在下列行中，从含有“request: draw the outline of every instance of the alloy”的那一行起，到含有“target: alloy wheel”的那一行止，原样逐字返回这些行，首尾两行都包括在内。

________________

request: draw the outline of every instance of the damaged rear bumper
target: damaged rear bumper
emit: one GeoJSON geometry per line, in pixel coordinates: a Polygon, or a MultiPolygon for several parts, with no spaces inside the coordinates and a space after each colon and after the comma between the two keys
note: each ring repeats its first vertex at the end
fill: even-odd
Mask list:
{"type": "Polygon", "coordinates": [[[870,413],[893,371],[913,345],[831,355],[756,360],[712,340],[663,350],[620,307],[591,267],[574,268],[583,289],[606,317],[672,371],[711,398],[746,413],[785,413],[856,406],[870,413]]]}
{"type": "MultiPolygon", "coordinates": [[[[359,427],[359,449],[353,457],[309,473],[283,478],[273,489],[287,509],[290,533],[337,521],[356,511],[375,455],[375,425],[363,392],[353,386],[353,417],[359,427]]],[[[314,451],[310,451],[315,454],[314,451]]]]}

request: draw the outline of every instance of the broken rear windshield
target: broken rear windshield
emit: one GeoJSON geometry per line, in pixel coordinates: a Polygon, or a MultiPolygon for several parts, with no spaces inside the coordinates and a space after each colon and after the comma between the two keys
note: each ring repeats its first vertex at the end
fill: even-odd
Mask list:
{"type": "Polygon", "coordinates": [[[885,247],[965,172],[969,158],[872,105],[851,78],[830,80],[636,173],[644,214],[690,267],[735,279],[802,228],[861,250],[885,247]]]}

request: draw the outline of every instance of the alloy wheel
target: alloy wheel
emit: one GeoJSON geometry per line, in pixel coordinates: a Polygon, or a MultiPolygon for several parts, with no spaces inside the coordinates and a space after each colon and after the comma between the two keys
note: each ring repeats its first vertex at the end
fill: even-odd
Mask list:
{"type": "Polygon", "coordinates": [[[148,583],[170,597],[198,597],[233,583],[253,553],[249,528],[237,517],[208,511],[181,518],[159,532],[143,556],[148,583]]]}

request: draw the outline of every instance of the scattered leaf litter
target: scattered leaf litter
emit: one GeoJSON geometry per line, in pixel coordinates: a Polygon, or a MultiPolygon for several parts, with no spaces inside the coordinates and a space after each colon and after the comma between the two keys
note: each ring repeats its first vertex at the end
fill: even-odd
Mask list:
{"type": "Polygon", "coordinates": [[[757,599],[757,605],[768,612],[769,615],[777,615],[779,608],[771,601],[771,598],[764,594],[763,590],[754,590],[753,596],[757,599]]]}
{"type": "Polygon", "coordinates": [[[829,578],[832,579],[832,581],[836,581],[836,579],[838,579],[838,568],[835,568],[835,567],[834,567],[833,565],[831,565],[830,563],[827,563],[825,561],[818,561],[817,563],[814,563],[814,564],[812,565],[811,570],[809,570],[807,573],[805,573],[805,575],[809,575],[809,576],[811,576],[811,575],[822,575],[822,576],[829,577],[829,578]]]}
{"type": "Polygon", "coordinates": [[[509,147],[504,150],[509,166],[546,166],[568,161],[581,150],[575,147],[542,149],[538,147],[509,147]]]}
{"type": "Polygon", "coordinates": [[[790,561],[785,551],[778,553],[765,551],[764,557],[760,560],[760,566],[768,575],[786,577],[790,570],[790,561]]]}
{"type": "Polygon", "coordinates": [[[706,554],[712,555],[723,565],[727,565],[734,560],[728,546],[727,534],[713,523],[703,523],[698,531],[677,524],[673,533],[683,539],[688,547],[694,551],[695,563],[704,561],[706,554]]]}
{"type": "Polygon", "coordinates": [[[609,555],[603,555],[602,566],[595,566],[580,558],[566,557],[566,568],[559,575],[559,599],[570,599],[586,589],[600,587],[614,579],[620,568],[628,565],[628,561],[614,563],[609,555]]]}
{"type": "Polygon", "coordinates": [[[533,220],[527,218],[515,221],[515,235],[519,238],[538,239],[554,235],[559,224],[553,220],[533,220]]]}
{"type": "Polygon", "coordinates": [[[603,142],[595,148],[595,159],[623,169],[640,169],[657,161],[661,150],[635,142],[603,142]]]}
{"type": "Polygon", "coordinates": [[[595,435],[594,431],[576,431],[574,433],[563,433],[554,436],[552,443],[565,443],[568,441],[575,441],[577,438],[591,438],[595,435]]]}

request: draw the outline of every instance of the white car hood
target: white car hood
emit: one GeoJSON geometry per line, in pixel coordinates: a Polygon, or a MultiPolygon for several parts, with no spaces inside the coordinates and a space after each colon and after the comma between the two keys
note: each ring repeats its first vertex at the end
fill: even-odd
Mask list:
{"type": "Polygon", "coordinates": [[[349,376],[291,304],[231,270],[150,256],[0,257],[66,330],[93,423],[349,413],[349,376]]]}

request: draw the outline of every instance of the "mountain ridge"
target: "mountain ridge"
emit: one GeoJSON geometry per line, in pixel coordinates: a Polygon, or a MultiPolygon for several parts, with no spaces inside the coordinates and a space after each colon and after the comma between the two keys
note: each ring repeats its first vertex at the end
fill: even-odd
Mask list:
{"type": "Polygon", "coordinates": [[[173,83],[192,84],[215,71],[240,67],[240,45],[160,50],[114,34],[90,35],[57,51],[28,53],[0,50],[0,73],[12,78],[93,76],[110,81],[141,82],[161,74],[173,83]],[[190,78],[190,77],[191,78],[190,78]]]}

________________

* **练习解答**
request: draw the outline of every instance of the alloy wheel
target: alloy wheel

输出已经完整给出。